→ Material shown
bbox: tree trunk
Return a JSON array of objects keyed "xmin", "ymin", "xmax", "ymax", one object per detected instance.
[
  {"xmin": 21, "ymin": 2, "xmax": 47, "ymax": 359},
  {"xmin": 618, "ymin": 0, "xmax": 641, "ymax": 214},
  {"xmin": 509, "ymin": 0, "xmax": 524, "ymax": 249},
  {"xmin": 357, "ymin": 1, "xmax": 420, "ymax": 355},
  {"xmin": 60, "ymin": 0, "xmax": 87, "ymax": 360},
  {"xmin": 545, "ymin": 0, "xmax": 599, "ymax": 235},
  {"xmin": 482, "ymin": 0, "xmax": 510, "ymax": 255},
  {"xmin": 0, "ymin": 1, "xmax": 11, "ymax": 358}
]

---

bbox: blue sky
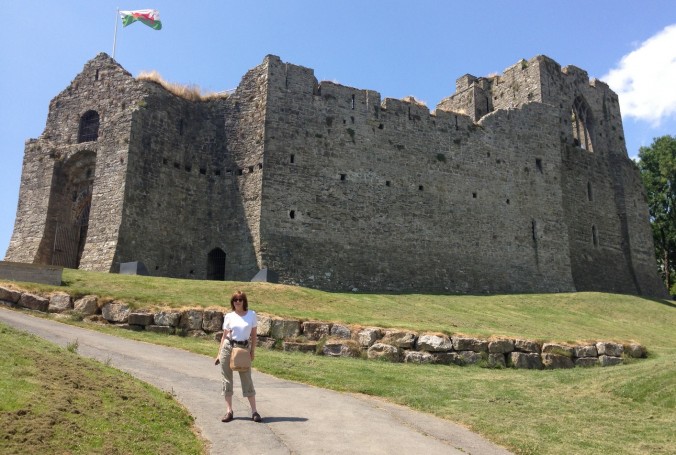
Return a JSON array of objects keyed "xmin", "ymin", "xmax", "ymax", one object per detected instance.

--

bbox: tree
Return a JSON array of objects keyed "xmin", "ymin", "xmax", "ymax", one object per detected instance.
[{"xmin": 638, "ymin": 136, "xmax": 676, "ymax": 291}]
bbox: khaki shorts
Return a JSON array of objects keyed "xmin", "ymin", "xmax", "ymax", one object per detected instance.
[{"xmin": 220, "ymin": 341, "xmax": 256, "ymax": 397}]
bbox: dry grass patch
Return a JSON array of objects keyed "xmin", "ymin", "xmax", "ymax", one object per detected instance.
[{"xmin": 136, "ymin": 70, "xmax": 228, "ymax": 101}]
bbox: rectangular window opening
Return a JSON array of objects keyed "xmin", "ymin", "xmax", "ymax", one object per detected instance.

→ Written task
Count the lines in the items above that contain the string "bbox". Reply with the number only.

→ Written reply
6